▶ _WHAT IS NEEDED_
Copy the passage of the article on rural healthcare in China verbatim, from "Wang Guiwu, a" up to and including "his savings account.".

SOURCE EXTRACT START

Wang Guiwu, a farmer living in the countryside of China's northern Hebei Province, received a reimbursement to his medical expenses from the local government healthcare agency just before the Spring Festival in late January.
This would have been unimaginable for him years ago.
Wang, 56, lives in a Fengrun rural village. Last October, he suffered a stroke and was hospitalized in the county’s best hospital. He was able to fully recover, but his 12-day stay would cost him 5,000 yuan.
The sum accounts for a quarter of his family’s annual savings. It was still less than the previous time he had been hospitalized by stroke five years ago, with an expense of 8,000 yuan totally from his savings account.
This time, things got a little different.
Since 2009, he joined the new type of rural cooperative medical care system with an annual fee for 60 yuan (US$9). This insurance measure allows him to apply for a 60 percent reimbursement of his medical expenses. And on Jan. 20, he received 3,000 yuan cash back.
"I am very pleased to see this policy really works for me. Staying in hospital for curing disease is not so expensive now thanks to the new medical system," Wang said. "Every year, I just need to spend 60 yuan to join in this healthcare insurance policy."
"Before, it was a common practice for people in our village to try every possibility to avoid seeing doctors in big hospitals, all because of high costs there," he said.
Though hospital expenses have risen by a big margin in recent years, this new healthcare system cut down a big share of people’s medical burden, making seeing doctors much more affordable than before, Wang said.
Wang is one of hundreds of millions of people benefitting from this new type of rural cooperative medical care system.
According to government reports in 2009, a total of 814 million people would be under the healthcare coverage by 2020.
Li Zhixiang, a doctor with the Fengrun Renmin Hospital, said his department has seen a 30 percent patient increase annually since implementation of the new rural medical system began in 2009. Now, patients’ building area has gotten two times bigger with investment from both local and central governments.
For decades, countryside farmers in China had little healthcare coverage because of the "hukou" system, a centuries-old household registration system which categorizes the population into rural and urban residents.
Without an urban hukou permit, farmers were often denied access to subsidized healthcare, housing and education for their children that urbanites were able to enjoy.
By 2008, just 317 million had basic health insurance coverage and only 91 million women had childbirth insurance. This compared to the country’s population of 1.3 billion.
Critics said the lack of healthcare insurance and social security has held back China's economic development and the government's efforts to spur domestic demand, as people tend to clutch their purses for unexpected diseases, layoffs and retirement.
In 2009, the Chinese central government decided to address the problem of the uneven treatment received between urban and rural areas and among various regions.
The government said it will allocate an additional 850 billion yuan in the three years beginning on 2009, including 331.8 billion yuan directly from the central government, to ensure smooth progression in the reform of its healthcare system.

SOURCE EXTRACT END
ENTRIES SHOWN START

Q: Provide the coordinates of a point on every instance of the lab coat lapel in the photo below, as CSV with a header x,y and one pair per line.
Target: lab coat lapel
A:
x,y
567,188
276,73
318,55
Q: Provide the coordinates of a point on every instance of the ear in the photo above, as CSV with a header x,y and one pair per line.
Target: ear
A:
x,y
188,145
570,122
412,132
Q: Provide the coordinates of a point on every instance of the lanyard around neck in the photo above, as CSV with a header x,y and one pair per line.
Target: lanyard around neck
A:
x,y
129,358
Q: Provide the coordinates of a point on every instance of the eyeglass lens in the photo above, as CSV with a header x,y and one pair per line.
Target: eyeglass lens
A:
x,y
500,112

ENTRIES SHOWN END
ENTRIES SHOWN START

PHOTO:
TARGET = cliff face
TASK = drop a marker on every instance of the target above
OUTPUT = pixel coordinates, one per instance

ENTRIES SHOWN END

▶ _RESPONSE BOX_
Wang Guiwu, a farmer living in the countryside of China's northern Hebei Province, received a reimbursement to his medical expenses from the local government healthcare agency just before the Spring Festival in late January.
This would have been unimaginable for him years ago.
Wang, 56, lives in a Fengrun rural village. Last October, he suffered a stroke and was hospitalized in the county’s best hospital. He was able to fully recover, but his 12-day stay would cost him 5,000 yuan.
The sum accounts for a quarter of his family’s annual savings. It was still less than the previous time he had been hospitalized by stroke five years ago, with an expense of 8,000 yuan totally from his savings account.